## Task prompt
In the passage on the Convento Santo Spirito, where had Luigi Marsigli taught theology?

## Passage provided
##############################

In his last will and testament of 28th August 1374 (the feast day of Saint Augustine) he left his many costly manuscripts to the Convento Santo Spirito of the Order of Saint Augustine in Florence. The affinity of Petrarch and Boccaccio with the Augustinians was no doubt assisted by the influence that Augustine of Hippo had upon their thought, as upon that of Dante before them. They were very familiar with Confessions and City of God by Augustine, not only as books but as the source or inspiration of some of the images that they used in their writing. This also had been the case with Dante Alighieri (1265-1321) sixty years previously.
Luigi Marsigli O.S.A.
Soon after 1374, the Convento Santo Spirito in Florence was the venue for the first "academy" of the Renaissance. This was an informal gathering place where modern thinkers, literati (writers) and artists met spontaneously for mutual support, debate, and the exchange of ideas. This was the initiative of Luigi Marsigli O.S.A. (1342 – 1394). He was a humanist. He had taught theology at the studium generale (international house of study) of the Order in Paris, and had exchanged letters with the aged Petrarch at Arqua. He died at the age of fifty two years, but the academy at Santo Spirito continued.

##############################

## Information shown
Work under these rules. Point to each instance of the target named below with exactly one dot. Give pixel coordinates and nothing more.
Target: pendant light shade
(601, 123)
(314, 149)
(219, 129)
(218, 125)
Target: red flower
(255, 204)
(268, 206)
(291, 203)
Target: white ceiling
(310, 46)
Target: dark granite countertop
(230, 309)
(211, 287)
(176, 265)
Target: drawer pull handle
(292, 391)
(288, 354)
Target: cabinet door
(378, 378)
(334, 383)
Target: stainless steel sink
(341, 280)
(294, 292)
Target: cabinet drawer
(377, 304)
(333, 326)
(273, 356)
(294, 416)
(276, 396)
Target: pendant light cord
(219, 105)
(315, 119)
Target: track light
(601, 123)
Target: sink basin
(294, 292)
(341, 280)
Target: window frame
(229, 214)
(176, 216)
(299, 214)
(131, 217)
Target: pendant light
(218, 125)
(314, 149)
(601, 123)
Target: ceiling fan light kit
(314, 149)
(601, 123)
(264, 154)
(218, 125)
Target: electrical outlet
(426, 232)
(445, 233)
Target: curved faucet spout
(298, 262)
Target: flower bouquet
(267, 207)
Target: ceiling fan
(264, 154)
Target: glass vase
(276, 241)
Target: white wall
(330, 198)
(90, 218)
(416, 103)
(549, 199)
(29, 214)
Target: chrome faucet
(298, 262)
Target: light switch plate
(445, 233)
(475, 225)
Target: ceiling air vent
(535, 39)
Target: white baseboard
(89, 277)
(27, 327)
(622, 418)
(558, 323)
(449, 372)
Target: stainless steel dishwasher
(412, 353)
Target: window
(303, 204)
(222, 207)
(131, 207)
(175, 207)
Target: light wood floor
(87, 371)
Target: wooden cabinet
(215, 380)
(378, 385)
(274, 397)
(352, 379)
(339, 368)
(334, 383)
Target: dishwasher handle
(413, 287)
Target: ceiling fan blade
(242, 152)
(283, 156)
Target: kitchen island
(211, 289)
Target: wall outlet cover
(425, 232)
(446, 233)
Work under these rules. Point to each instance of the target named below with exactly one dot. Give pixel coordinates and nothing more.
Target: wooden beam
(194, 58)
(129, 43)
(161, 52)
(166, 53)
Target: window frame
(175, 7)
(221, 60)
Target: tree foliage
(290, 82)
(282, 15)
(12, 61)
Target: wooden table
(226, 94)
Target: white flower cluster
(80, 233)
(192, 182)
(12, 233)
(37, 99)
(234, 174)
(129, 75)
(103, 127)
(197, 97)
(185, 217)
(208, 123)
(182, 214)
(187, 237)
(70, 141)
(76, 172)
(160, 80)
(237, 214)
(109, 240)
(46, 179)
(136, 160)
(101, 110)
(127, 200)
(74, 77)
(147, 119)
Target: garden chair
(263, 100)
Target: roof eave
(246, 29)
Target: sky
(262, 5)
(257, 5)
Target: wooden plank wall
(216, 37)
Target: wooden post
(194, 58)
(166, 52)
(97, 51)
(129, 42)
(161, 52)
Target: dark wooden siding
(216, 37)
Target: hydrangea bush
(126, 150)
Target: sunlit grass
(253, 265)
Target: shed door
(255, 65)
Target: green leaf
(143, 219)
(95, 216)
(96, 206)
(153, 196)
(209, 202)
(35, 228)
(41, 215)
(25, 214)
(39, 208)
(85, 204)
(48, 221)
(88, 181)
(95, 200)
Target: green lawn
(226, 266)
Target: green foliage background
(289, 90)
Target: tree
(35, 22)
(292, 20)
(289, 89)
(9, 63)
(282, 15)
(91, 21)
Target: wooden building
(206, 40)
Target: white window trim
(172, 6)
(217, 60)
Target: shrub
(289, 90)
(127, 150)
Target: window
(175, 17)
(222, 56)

##############################

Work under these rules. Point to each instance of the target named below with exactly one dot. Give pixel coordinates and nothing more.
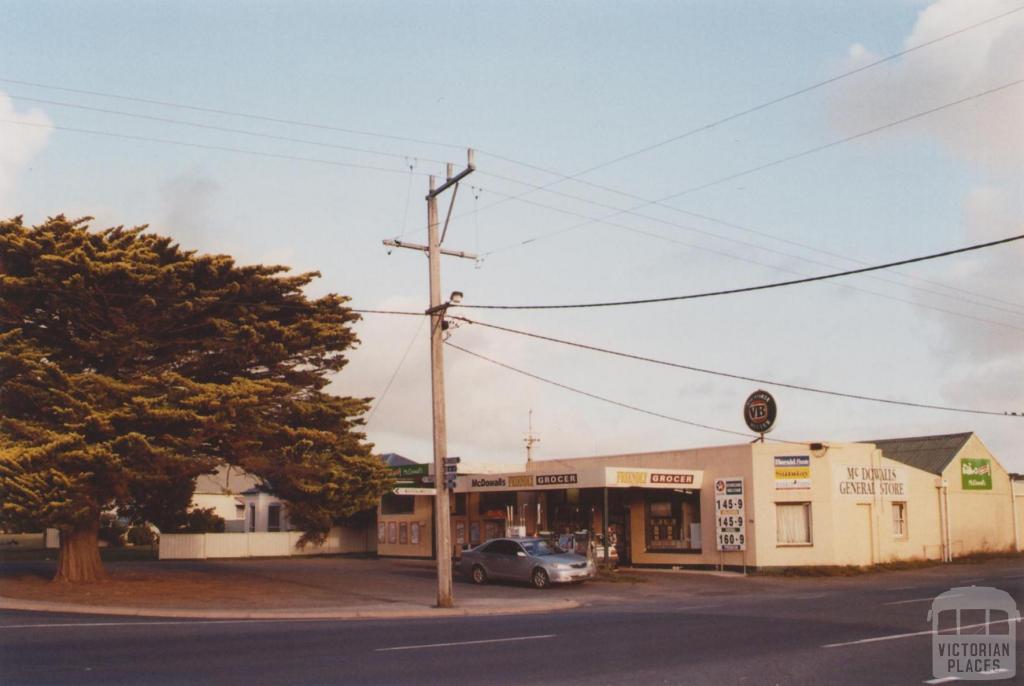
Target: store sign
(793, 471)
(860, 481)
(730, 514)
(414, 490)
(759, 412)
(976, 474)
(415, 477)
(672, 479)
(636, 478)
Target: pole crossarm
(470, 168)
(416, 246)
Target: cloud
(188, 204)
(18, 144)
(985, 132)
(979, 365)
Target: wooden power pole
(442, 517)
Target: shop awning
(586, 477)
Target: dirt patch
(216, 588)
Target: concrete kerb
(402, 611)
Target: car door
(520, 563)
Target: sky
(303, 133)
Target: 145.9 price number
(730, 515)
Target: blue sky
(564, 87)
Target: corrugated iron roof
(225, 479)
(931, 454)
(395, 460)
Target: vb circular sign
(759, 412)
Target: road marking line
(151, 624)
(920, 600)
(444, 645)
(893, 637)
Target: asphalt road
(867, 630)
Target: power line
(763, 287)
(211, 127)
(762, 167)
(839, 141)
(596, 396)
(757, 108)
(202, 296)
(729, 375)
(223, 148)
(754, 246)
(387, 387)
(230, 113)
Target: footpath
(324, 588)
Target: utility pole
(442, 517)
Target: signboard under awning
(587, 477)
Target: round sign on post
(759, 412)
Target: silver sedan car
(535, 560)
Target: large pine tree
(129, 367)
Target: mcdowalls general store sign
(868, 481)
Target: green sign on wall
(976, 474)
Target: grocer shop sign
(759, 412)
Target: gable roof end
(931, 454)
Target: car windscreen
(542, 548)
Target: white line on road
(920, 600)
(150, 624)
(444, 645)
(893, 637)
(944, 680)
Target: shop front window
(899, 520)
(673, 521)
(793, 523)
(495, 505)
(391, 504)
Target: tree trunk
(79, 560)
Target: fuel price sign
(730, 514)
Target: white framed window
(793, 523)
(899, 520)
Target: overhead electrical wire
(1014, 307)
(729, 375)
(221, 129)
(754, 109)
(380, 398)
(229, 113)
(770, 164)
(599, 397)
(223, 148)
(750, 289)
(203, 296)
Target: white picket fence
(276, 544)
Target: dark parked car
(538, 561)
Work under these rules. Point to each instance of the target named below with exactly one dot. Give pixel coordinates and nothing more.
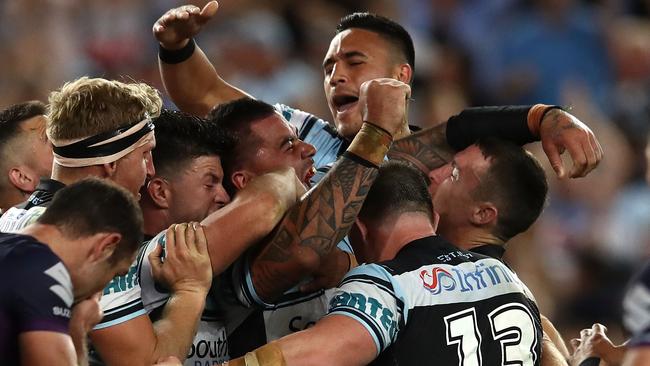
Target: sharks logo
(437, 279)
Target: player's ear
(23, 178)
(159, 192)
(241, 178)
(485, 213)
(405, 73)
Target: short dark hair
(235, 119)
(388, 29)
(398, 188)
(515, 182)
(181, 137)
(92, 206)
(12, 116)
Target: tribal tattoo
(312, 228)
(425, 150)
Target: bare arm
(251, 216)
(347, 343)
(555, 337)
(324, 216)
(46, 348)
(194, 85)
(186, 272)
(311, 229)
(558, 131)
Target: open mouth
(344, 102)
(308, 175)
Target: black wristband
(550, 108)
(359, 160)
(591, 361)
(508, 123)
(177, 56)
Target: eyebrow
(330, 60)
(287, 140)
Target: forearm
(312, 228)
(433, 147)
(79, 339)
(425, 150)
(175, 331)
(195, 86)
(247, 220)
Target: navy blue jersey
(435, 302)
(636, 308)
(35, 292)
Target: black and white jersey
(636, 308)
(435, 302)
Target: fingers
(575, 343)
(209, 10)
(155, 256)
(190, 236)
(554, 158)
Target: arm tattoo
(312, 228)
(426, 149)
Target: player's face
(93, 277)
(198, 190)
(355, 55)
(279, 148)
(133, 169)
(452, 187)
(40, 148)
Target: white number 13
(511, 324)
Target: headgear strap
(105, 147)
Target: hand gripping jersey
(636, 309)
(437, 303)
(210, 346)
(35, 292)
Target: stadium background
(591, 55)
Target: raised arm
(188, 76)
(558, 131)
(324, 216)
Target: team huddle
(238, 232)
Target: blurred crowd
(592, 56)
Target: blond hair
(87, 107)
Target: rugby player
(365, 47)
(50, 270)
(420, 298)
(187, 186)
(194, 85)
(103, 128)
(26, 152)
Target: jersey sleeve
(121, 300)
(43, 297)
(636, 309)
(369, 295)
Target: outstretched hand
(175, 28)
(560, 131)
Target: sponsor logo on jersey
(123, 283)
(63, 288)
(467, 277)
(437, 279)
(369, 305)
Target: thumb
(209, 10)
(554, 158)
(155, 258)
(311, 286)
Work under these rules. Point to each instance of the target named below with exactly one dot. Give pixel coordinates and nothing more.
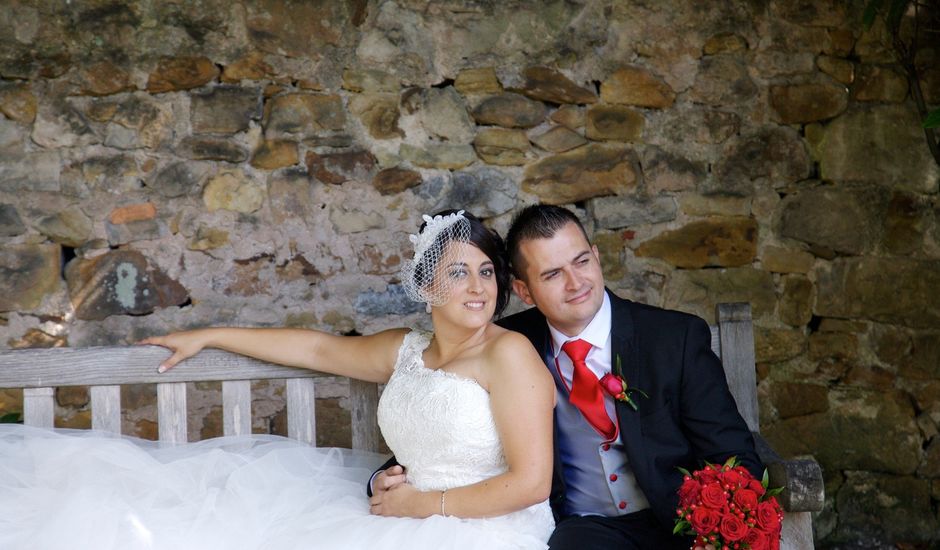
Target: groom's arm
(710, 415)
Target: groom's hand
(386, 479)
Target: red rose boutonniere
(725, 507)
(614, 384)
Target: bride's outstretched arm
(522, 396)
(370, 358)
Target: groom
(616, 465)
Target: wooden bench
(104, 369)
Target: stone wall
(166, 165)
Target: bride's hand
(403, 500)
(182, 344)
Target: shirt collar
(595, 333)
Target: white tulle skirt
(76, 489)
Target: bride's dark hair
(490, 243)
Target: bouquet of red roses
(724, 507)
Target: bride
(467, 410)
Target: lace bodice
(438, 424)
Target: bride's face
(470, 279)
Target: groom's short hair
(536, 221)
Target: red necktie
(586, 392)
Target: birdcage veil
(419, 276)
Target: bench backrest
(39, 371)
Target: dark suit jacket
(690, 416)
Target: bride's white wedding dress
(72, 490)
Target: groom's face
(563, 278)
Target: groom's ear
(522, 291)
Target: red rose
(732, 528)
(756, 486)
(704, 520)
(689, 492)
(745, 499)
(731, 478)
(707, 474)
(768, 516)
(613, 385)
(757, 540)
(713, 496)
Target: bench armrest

##############################

## Answer to this exercise
At the studium generale of the Order in Paris.